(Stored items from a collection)
+++

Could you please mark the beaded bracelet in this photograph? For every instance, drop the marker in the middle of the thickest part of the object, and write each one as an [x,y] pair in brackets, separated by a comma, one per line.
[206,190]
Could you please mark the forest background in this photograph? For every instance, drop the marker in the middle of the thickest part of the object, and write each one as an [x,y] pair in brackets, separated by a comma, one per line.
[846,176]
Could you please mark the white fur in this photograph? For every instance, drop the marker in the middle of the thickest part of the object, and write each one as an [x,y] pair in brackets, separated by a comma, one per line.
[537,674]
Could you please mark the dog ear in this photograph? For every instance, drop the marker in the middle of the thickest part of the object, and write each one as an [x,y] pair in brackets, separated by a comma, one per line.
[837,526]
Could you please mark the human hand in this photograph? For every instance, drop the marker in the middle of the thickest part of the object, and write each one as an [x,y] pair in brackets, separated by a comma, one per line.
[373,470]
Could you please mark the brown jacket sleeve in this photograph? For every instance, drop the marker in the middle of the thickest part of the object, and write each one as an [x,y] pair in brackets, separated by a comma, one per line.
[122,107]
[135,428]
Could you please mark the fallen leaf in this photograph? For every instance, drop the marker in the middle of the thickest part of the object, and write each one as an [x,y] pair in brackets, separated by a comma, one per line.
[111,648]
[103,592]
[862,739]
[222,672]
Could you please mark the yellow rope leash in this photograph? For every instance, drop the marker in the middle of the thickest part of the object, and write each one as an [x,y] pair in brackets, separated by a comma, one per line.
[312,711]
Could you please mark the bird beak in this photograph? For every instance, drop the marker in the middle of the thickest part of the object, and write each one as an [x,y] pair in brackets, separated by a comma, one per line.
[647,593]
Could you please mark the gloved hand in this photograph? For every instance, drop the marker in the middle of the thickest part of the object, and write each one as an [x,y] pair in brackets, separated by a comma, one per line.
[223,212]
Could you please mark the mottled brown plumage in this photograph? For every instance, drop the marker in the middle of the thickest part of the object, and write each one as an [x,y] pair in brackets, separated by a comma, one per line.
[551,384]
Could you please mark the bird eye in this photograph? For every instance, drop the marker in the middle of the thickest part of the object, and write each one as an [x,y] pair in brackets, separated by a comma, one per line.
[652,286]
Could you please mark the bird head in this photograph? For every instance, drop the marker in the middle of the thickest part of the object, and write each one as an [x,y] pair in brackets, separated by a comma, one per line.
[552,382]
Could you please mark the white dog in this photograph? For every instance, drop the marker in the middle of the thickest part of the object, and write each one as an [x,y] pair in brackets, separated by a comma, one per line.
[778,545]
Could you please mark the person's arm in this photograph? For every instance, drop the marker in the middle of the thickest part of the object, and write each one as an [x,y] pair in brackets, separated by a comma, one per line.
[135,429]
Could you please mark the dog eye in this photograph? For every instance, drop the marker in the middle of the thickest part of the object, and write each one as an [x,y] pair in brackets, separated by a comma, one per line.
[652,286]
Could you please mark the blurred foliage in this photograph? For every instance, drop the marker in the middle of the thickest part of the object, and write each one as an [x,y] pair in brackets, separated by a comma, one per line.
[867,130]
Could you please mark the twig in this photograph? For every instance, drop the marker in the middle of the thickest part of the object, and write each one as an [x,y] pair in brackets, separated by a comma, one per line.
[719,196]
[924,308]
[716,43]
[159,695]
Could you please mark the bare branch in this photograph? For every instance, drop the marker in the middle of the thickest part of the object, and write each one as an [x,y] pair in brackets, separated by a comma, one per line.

+++

Turn the part of the listing from the line containing "Could you please mark the twig" through the end of the listing into a numbered list, leaving out blank lines. Include both the opening line and the final line.

THE REPLY =>
1. Could you please mark the twig in this photograph? For every instance, drop the marker in the middle of the thickest part of the object, and write each one as an [x,y] pair in brackets, separated by a comma, one per line.
2. [719,196]
3. [924,308]
4. [716,43]
5. [159,695]
6. Could you please mark the bare branch in this photograph? For every instance, drop the marker in the middle of the thickest part of the object, and write each one as an [x,y] pair in brackets, separated by a comma, one per line.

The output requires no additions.